┌─ TEXT

Update fluence to use flux-sched 0.31.0 and build from kubernetes-sigs/scheduler-plugins

vsoch commented 7 months ago

This is the first part of a two part refactor that will update the current main branch with enough changes to be in the "same" state, but with updated underlying libraries and building from kubernetes-sigs/scheduler-plugins.

Summary

Specifically:

the current scheduler-plugins directory is renamed to src to make it clearly the source code https://github.com/flux-framework/flux-k8s/commit/5dd90af286f91b2cf1b082d3f54107e73ef5f999
the Dockerfile is updated to use the flux-sched latest (which is version 0.31.0) https://github.com/flux-framework/flux-k8s/commit/2c29a650f42ecaa3f260f785ff5247e9df239607. This commit was enough to build the container, although I had not tested yet. The corresponding changes in the README/build I was writing as I was testing, so wasn't able to easily separate.
I have found that remembering how to do all the builds is hard, so I added a Makefile that can do them in isolation, or all at once. https://github.com/flux-framework/flux-k8s/commit/22b3bfe5f3d16f32dca1220abdb7520e0ed72687
Of course then at the end I saw that we were still importing the old hlapi from @cmisale branch! Oups (I think I missed this). So I needed to figure out updating the module (required a go get with the commit for 0.31.0) and then updating all of the code to use it. https://github.com/flux-framework/flux-k8s/pull/47/commits/105562e4662e86a1b8ce1e19762678a6c0dd6309

Notes and Questions

My one question for the last commit is about the error code we pass here:

- dr := &pb.CancelResponse{JobID: in.JobID, Error: int32(err)}
+ dr := &pb.CancelResponse{JobID: in.JobID}

I didn't understand it because we would return from the function is the error is less than 0 (indicating an error). So then wouldn't the error value passed not be reflective of the job itself, but of the error of cancelling it? If we want the error code there to be for the job (why the job errored) we would need to find that somewhere. if it's for cancel, then it's always going to be 0 (and we can explicitly set it or leave it out). I just wanted to double check that I understand the logic.

Note that I did the above carefully pinning flux-sched 0.31.0 (most recent release) both for the build and module import. I think we will likely want to update this when we can get SHARED instead of STATIC (and remove the sed statements in the Dockerfile.

Finally, the next step (after this work) and aside from the issue with SHARED libraries above is to add the automated builds/testing that happen regularly, and push of tags that correspond to that. I wanted to do it in two pieces because this PR is already too big!

Ping @cmisale @milroy

milroy commented 6 months ago

I looked at the PR but haven't officially reviewed it because the item @vsoch identified in the last commit requires some thought.

I didn't understand it because we would return from the function is the error is less than 0 (indicating an error).

That is my interpretation, too. Note that the CancelResponse struct defined here and message defined here require an error data member. Perhaps a partially-defined CancelResponse implies default values for unspecified member data? I'm not familiar with gRPC Protocol Buffers.

So then wouldn't the error value passed not be reflective of the job itself, but of the error of cancelling it?

There's one more layer of complexity, I think. s.cli.Cancel can return an error, but the actual cancel graph traversal can return a different error (evidenced by this call: https://github.com/flux-framework/flux-k8s/blob/93b17961473d695e0f0f48e5734fd53113267437/scheduler-plugin/fluence/fluxion/fluxion.go#L62)

└─
┌─ STORED DATA

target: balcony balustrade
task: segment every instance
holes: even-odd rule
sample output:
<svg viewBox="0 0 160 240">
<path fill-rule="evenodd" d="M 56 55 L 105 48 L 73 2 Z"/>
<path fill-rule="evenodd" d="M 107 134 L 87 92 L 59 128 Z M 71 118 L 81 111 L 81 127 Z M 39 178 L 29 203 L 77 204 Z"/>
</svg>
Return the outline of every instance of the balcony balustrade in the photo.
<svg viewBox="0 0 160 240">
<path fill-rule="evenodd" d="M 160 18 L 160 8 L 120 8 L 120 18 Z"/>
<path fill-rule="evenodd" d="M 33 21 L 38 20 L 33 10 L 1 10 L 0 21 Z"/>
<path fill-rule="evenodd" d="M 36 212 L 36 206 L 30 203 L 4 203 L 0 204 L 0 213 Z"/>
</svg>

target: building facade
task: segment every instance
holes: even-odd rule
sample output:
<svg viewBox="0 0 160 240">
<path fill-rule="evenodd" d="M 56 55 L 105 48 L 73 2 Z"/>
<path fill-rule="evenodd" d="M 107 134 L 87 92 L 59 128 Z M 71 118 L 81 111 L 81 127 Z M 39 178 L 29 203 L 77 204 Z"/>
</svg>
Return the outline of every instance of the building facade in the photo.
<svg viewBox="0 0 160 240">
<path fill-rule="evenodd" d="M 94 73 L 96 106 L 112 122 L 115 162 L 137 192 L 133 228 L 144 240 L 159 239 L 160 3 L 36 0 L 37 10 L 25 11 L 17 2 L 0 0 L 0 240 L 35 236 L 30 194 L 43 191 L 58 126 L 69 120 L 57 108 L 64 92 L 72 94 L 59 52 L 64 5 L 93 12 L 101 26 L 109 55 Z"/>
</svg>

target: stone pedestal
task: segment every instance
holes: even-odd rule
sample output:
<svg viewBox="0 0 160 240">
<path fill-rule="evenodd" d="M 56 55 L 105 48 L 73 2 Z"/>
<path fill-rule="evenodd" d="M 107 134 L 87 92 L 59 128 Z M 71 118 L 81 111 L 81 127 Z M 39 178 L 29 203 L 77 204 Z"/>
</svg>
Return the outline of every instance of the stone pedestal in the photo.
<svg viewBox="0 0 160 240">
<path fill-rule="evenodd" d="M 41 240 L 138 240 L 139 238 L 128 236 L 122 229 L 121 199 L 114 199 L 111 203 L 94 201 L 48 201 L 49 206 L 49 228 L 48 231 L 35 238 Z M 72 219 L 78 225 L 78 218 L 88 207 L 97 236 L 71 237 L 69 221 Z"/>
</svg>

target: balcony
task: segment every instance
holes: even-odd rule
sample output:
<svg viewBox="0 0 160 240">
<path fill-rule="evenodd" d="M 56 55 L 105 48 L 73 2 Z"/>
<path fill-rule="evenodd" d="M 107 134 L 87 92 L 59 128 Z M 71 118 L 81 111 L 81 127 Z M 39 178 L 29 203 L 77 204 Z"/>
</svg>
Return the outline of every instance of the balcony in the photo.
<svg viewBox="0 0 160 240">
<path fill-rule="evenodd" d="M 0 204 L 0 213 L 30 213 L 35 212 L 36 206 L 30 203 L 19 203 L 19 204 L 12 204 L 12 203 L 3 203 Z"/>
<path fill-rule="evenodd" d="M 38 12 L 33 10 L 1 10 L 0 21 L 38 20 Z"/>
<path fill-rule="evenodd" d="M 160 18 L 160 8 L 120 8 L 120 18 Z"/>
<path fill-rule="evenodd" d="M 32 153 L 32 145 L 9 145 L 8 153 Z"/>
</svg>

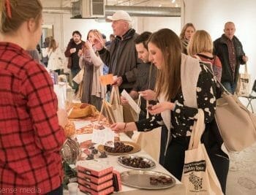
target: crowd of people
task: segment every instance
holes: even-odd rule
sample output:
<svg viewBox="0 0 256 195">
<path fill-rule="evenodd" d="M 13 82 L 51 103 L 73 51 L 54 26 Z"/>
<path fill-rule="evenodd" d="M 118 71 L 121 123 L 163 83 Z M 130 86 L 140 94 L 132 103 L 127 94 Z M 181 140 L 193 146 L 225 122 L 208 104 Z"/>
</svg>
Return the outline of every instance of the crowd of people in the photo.
<svg viewBox="0 0 256 195">
<path fill-rule="evenodd" d="M 0 1 L 0 189 L 36 186 L 39 193 L 62 194 L 59 151 L 67 113 L 58 110 L 46 69 L 28 52 L 36 49 L 42 34 L 42 7 L 39 0 L 17 1 Z M 217 80 L 234 93 L 240 65 L 248 61 L 234 35 L 235 24 L 227 22 L 224 34 L 213 42 L 192 23 L 178 37 L 169 28 L 138 34 L 122 10 L 106 20 L 113 31 L 110 42 L 98 30 L 89 31 L 86 41 L 75 31 L 63 53 L 54 37 L 47 37 L 42 64 L 61 74 L 67 57 L 72 77 L 83 69 L 82 82 L 73 82 L 74 92 L 99 110 L 113 87 L 99 82 L 108 66 L 120 91 L 142 98 L 139 120 L 113 123 L 113 130 L 144 132 L 161 126 L 159 163 L 178 180 L 195 117 L 202 109 L 206 126 L 202 142 L 225 193 L 228 155 L 221 148 L 217 128 L 207 126 L 215 120 L 221 94 Z M 124 97 L 121 100 L 127 104 Z"/>
</svg>

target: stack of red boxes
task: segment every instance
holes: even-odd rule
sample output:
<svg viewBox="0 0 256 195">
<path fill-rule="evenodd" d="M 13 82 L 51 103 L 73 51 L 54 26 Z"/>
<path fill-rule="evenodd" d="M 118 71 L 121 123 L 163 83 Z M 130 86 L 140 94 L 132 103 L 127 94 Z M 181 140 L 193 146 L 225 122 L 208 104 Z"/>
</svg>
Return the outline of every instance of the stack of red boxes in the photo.
<svg viewBox="0 0 256 195">
<path fill-rule="evenodd" d="M 113 184 L 115 177 L 113 167 L 95 161 L 79 161 L 77 170 L 80 191 L 92 195 L 105 195 L 113 192 L 113 186 L 116 185 Z M 121 183 L 118 184 L 121 187 Z"/>
</svg>

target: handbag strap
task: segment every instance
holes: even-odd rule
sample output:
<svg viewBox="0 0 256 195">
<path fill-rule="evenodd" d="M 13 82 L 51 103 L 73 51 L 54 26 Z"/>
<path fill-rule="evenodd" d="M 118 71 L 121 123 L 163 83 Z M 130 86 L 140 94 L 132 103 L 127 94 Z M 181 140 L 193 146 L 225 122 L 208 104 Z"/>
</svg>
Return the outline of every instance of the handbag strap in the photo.
<svg viewBox="0 0 256 195">
<path fill-rule="evenodd" d="M 202 109 L 198 109 L 198 112 L 195 116 L 195 119 L 189 144 L 189 150 L 197 148 L 201 142 L 200 139 L 206 128 L 204 112 Z"/>
<path fill-rule="evenodd" d="M 137 118 L 137 121 L 139 121 L 139 117 L 140 117 L 140 110 L 139 108 L 140 107 L 140 104 L 141 104 L 141 94 L 139 94 L 139 97 L 138 99 L 138 110 L 136 111 L 136 118 Z"/>
<path fill-rule="evenodd" d="M 110 103 L 112 104 L 114 101 L 116 101 L 116 103 L 118 105 L 121 104 L 119 89 L 118 86 L 112 87 Z"/>
<path fill-rule="evenodd" d="M 222 84 L 222 83 L 220 83 L 220 81 L 217 80 L 217 77 L 216 77 L 216 76 L 214 74 L 214 73 L 209 69 L 209 68 L 207 67 L 207 66 L 205 65 L 205 64 L 203 64 L 203 66 L 204 66 L 206 69 L 208 69 L 208 70 L 210 72 L 210 73 L 211 73 L 211 75 L 214 77 L 214 78 L 215 79 L 215 80 L 217 81 L 217 83 L 219 85 L 219 86 L 221 87 L 221 88 L 222 88 L 226 93 L 230 94 L 230 95 L 232 95 L 231 93 L 229 92 L 229 91 L 227 91 L 227 89 L 226 89 L 225 87 Z"/>
<path fill-rule="evenodd" d="M 246 63 L 244 66 L 244 74 L 248 74 L 247 64 Z"/>
</svg>

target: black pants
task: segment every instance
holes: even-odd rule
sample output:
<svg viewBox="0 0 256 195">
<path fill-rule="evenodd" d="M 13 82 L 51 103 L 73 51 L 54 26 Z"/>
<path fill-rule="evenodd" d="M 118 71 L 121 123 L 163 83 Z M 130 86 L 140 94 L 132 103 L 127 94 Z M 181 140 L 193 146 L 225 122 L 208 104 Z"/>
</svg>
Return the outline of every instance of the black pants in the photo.
<svg viewBox="0 0 256 195">
<path fill-rule="evenodd" d="M 187 150 L 190 137 L 172 137 L 167 150 L 164 167 L 173 174 L 178 180 L 181 180 L 184 164 L 185 150 Z M 222 190 L 225 193 L 226 181 L 229 168 L 228 156 L 223 153 L 219 145 L 205 143 L 206 149 L 219 179 Z"/>
</svg>

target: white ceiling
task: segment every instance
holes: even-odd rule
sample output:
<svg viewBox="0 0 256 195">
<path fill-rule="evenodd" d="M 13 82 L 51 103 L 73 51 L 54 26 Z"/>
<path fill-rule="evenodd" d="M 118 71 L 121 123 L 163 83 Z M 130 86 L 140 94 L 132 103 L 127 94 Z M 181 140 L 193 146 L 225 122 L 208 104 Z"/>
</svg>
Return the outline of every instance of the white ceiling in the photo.
<svg viewBox="0 0 256 195">
<path fill-rule="evenodd" d="M 78 0 L 41 0 L 44 7 L 71 7 Z M 87 0 L 90 1 L 90 0 Z M 181 7 L 182 0 L 105 0 L 106 5 L 143 7 Z"/>
</svg>

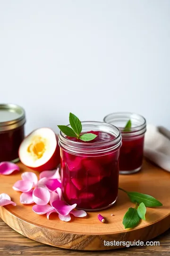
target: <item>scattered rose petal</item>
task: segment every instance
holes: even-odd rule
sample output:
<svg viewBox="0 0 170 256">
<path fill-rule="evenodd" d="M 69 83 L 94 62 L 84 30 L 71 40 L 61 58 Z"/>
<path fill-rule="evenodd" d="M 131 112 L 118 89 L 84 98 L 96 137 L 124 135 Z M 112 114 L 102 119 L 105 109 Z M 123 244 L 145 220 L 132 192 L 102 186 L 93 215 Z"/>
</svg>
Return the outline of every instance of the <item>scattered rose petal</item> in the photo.
<svg viewBox="0 0 170 256">
<path fill-rule="evenodd" d="M 19 167 L 13 163 L 10 162 L 1 162 L 0 163 L 0 174 L 8 175 L 15 171 L 18 172 Z"/>
<path fill-rule="evenodd" d="M 40 174 L 40 179 L 42 178 L 48 178 L 49 179 L 59 179 L 60 175 L 59 173 L 59 168 L 53 171 L 44 171 Z"/>
<path fill-rule="evenodd" d="M 45 205 L 50 198 L 49 191 L 44 188 L 35 188 L 33 193 L 34 201 L 39 205 Z"/>
<path fill-rule="evenodd" d="M 68 215 L 71 210 L 73 210 L 76 206 L 76 204 L 75 203 L 72 205 L 68 205 L 64 201 L 60 200 L 56 200 L 52 203 L 52 206 L 61 215 Z"/>
<path fill-rule="evenodd" d="M 49 204 L 46 204 L 46 205 L 38 205 L 38 204 L 35 204 L 33 206 L 33 210 L 35 213 L 39 214 L 40 215 L 42 215 L 42 214 L 45 214 L 48 212 L 49 211 L 53 210 L 53 207 Z"/>
<path fill-rule="evenodd" d="M 20 203 L 23 204 L 31 204 L 34 202 L 33 199 L 33 189 L 28 192 L 22 193 L 20 197 Z"/>
<path fill-rule="evenodd" d="M 15 206 L 16 204 L 15 202 L 11 201 L 11 198 L 7 194 L 3 193 L 0 194 L 0 206 L 4 206 L 8 204 L 12 204 Z"/>
<path fill-rule="evenodd" d="M 83 210 L 72 210 L 70 213 L 72 213 L 75 217 L 83 217 L 87 216 L 87 213 Z"/>
<path fill-rule="evenodd" d="M 38 178 L 35 174 L 31 172 L 25 172 L 21 174 L 23 181 L 29 181 L 33 182 L 34 185 L 36 186 L 38 183 Z"/>
<path fill-rule="evenodd" d="M 59 196 L 59 200 L 62 200 L 62 190 L 60 188 L 57 188 L 56 191 L 58 193 L 58 194 Z"/>
<path fill-rule="evenodd" d="M 55 209 L 53 209 L 48 212 L 47 212 L 47 218 L 48 219 L 49 219 L 50 215 L 51 213 L 52 213 L 53 212 L 55 212 L 56 213 L 57 213 L 57 211 Z"/>
<path fill-rule="evenodd" d="M 71 219 L 70 215 L 69 214 L 68 214 L 68 215 L 61 215 L 60 214 L 59 214 L 59 219 L 62 220 L 63 221 L 69 221 Z"/>
<path fill-rule="evenodd" d="M 33 182 L 21 180 L 16 182 L 12 188 L 16 191 L 28 192 L 33 188 Z"/>
<path fill-rule="evenodd" d="M 50 191 L 54 191 L 58 187 L 61 188 L 61 184 L 60 182 L 57 179 L 49 179 L 44 177 L 39 181 L 37 187 L 47 188 Z"/>
<path fill-rule="evenodd" d="M 52 206 L 52 203 L 56 200 L 60 200 L 59 199 L 59 195 L 56 192 L 53 191 L 50 193 L 50 203 Z"/>
</svg>

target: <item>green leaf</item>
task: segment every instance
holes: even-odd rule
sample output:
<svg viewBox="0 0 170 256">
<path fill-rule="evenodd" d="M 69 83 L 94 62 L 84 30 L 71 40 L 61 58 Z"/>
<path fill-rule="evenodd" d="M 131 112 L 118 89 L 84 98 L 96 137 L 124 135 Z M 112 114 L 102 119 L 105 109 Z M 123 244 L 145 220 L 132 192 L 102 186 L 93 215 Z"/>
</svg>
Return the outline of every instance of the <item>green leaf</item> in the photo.
<svg viewBox="0 0 170 256">
<path fill-rule="evenodd" d="M 79 137 L 80 139 L 83 140 L 84 141 L 90 141 L 94 139 L 97 135 L 94 134 L 93 133 L 85 133 L 85 134 L 83 134 Z"/>
<path fill-rule="evenodd" d="M 132 202 L 137 202 L 139 204 L 143 202 L 146 207 L 156 207 L 162 205 L 161 202 L 152 196 L 138 192 L 128 192 L 127 191 L 125 192 L 127 193 Z"/>
<path fill-rule="evenodd" d="M 140 220 L 140 218 L 136 209 L 130 208 L 128 209 L 123 217 L 123 224 L 125 229 L 135 228 L 139 224 Z"/>
<path fill-rule="evenodd" d="M 128 121 L 128 122 L 126 123 L 126 125 L 123 130 L 123 131 L 130 131 L 130 128 L 131 128 L 132 124 L 131 121 L 130 120 L 129 120 Z"/>
<path fill-rule="evenodd" d="M 73 129 L 67 126 L 66 125 L 58 125 L 58 128 L 61 131 L 67 136 L 70 137 L 77 137 L 76 135 L 73 131 Z"/>
<path fill-rule="evenodd" d="M 145 215 L 146 212 L 146 208 L 143 202 L 141 202 L 137 208 L 138 215 L 141 219 L 145 220 Z"/>
<path fill-rule="evenodd" d="M 82 126 L 80 120 L 77 117 L 74 115 L 74 114 L 70 113 L 69 116 L 69 121 L 73 130 L 77 135 L 77 137 L 79 137 L 79 136 L 82 129 Z"/>
</svg>

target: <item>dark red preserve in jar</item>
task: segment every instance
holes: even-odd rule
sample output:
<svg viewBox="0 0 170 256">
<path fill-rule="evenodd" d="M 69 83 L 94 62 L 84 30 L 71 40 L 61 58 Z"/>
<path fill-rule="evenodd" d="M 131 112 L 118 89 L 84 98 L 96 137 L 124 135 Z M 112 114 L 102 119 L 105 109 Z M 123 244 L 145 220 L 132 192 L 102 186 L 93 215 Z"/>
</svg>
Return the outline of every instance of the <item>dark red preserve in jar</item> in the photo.
<svg viewBox="0 0 170 256">
<path fill-rule="evenodd" d="M 0 104 L 0 162 L 19 161 L 18 149 L 24 138 L 25 111 L 12 104 Z"/>
</svg>

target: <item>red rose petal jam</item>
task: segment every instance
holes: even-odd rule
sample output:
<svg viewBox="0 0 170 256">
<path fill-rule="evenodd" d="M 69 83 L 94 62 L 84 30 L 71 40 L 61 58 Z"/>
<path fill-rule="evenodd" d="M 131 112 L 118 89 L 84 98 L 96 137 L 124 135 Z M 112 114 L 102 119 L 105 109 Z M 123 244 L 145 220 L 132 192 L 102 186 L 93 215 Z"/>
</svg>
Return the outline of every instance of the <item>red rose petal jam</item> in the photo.
<svg viewBox="0 0 170 256">
<path fill-rule="evenodd" d="M 125 131 L 127 122 L 131 120 L 131 127 Z M 142 165 L 146 120 L 140 115 L 131 112 L 118 112 L 105 117 L 104 121 L 119 128 L 122 137 L 120 150 L 119 173 L 130 174 L 140 171 Z"/>
<path fill-rule="evenodd" d="M 142 166 L 143 157 L 144 136 L 127 139 L 122 136 L 119 166 L 120 171 L 137 170 Z"/>
<path fill-rule="evenodd" d="M 102 131 L 89 132 L 97 137 L 85 142 L 76 138 L 67 138 L 80 144 L 90 143 L 92 148 L 92 143 L 94 147 L 98 143 L 100 148 L 101 142 L 113 141 L 115 138 Z M 76 203 L 79 208 L 93 210 L 114 203 L 118 192 L 119 148 L 105 153 L 79 155 L 61 149 L 63 194 L 69 204 Z"/>
</svg>

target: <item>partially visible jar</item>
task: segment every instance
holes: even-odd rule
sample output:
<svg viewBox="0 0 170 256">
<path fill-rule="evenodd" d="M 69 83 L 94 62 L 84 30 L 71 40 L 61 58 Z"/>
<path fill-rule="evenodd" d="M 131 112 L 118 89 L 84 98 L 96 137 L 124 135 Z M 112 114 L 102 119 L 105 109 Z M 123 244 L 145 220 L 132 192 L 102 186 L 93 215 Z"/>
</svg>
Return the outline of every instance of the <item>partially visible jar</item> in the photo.
<svg viewBox="0 0 170 256">
<path fill-rule="evenodd" d="M 101 210 L 112 205 L 118 196 L 121 133 L 104 122 L 82 124 L 82 133 L 97 137 L 85 142 L 60 134 L 63 195 L 68 203 L 76 203 L 79 209 Z"/>
<path fill-rule="evenodd" d="M 0 162 L 19 161 L 19 147 L 24 138 L 24 109 L 12 104 L 0 104 Z"/>
<path fill-rule="evenodd" d="M 125 127 L 129 120 L 131 122 L 131 128 L 125 131 Z M 117 126 L 121 132 L 122 146 L 120 151 L 119 173 L 130 174 L 140 171 L 143 157 L 145 119 L 137 114 L 122 112 L 110 114 L 104 118 L 104 121 Z"/>
</svg>

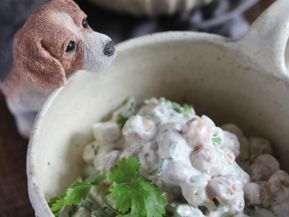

└─

(WHAT YOU NEED TO DO):
(1) In the fluence update thread, which flux-sched version is pinned for both the build and the module import?
(2) Say whether each statement agrees with the fluence update thread, answering yes or no and quoting the deciding words: (a) The scheduler-plugins directory is renamed to src. (b) milroy has officially reviewed the pull request. (c) milroy is familiar with gRPC Protocol Buffers.
(3) Carry on the fluence update thread from the point where it stops.

(ANSWERS TO THE TASKS):
(1) Version 0.31.0, the most recent release.

(2)
(a) Yes: "the current scheduler-plugins directory is renamed to src to make it clearly the source code"
(b) No: "I looked at the PR but haven't officially reviewed it"
(c) No: "I'm not familiar with gRPC Protocol Buffers."

(3)
On a related note, the other issue I see is that Cancel is also invoking Info. I think that was originally for debugging, but it's not expected behavior in Fluxion.

@cmisale can you weigh in here?

vsoch commented 6 months ago

@milroy thanks for the preliminary review! I will also await @cmisale feedback, but I would say for the work here, we should try to separate these questions / issues from the updates that need to go in soon, which predominantly are getting automated builds and testing in, and fluence back into a working state. My suggested order of steps are:

After review, merge this PR and #49 (this gives us automated testing and updates fluence to work again)
Then discuss the new issues we found here related to cancel (and fix them, I can offer to do work that is needed)
Then these issues for our experiments so we can sanity check fluence working (as it did before) in Google Cloud (with Pod Group)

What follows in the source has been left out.